> _Consignes_
• a. Dans le texte sur la pleine lune, quand les cycles de dépression de la mère atteignaient-ils leur point d'orgue ?
• b. Continuez le texte sur la pleine lune à la suite de sa dernière phrase.

> _Texte fourni_
Le visage de la lune me nargue. Bientôt je redeviendrai l’enfant fébrile, redoutant l’humeur noire maternelle, prête à exploser. Longtemps j’ai subi les cycles de sa dépression, à leur point d’orgue sous la pleine lune. Crises d’angoisse, séquences drolatiques où chaque chose est répétée maintes fois, mascara dégoulinant sous les yeux, rouge à lèvres qui déborde, mèches tourmentées, appels à l’aide, menaces de suicide par courrier. « Personne ne m’aime, je dois partir, vous n’aurez rien. » Trouver la lumière, tout boucler, revenir, elle débitait de folles paroles, nous ne valions rien, ne faisions rien pour l’aider, elle pleurait, gémissait. Complainte d’une louve désespérée levant la tête vers l’astre jaune.

> _Matériel_
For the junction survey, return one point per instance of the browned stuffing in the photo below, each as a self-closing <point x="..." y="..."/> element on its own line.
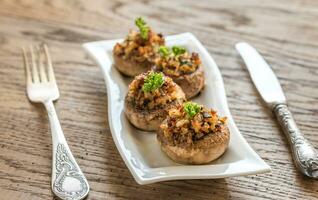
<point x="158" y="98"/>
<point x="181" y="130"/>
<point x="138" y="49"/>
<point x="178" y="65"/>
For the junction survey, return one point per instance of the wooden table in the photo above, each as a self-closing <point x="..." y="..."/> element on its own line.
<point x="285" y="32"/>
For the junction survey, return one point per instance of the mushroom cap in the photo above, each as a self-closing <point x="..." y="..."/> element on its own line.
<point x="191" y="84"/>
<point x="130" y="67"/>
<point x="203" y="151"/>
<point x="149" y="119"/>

* * *

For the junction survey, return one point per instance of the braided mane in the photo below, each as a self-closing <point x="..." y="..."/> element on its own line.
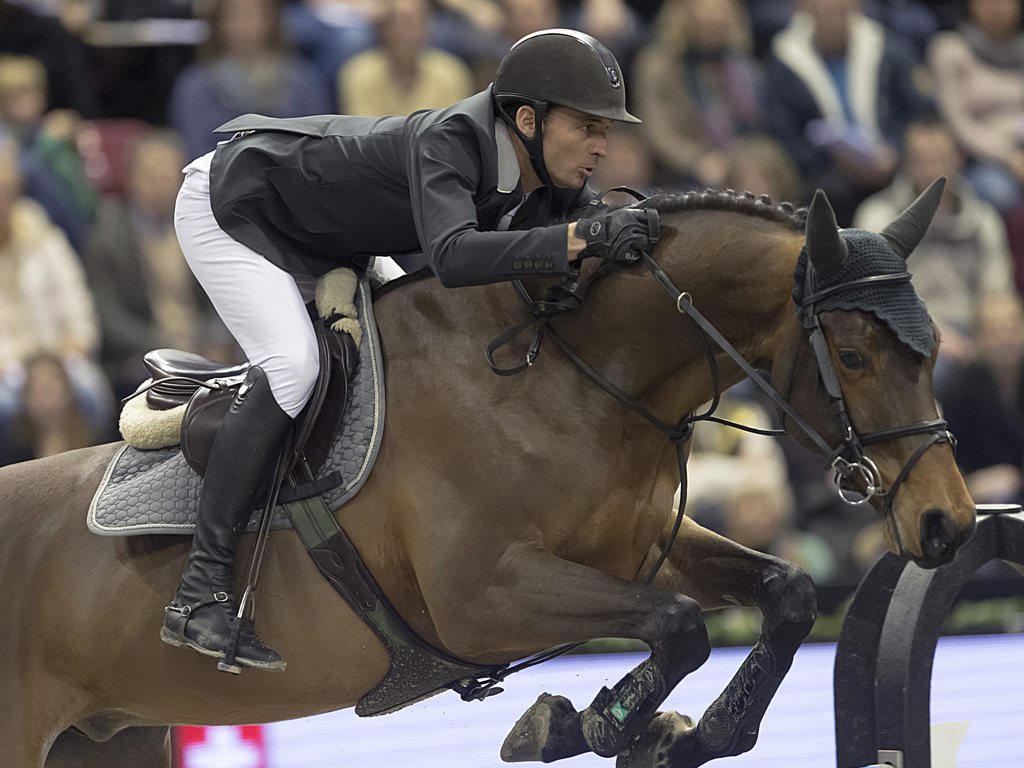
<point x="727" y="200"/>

> _Corrigé_
• a. Sous la pleine lune.

• b.
On va encore me dire que je suis monomaniaque et que lorsque j’ai un truc en tête il n’y a pas moyen de l’en sortir, mais voilà encore un roman, le premier de son auteure, que j’ai lu à travers le prisme de Femmes qui courent avec les loups : une histoire de féminin abîmé et à guérir. Cela dit, le roman étant lui-même tissé (et c’est le cas de le dire) de symboles et motifs archétypaux, je ne crois pas surinterpréter.
Suite à la troisième tentative de suicide de sa mère, à laquelle elle décide de ne plus parler pour se préserver, Maud replonge dans ses souvenirs d’enfance avec cette femme pour le moins particulière. Une enfance instable. Comment, avec une telle mère, se construire ?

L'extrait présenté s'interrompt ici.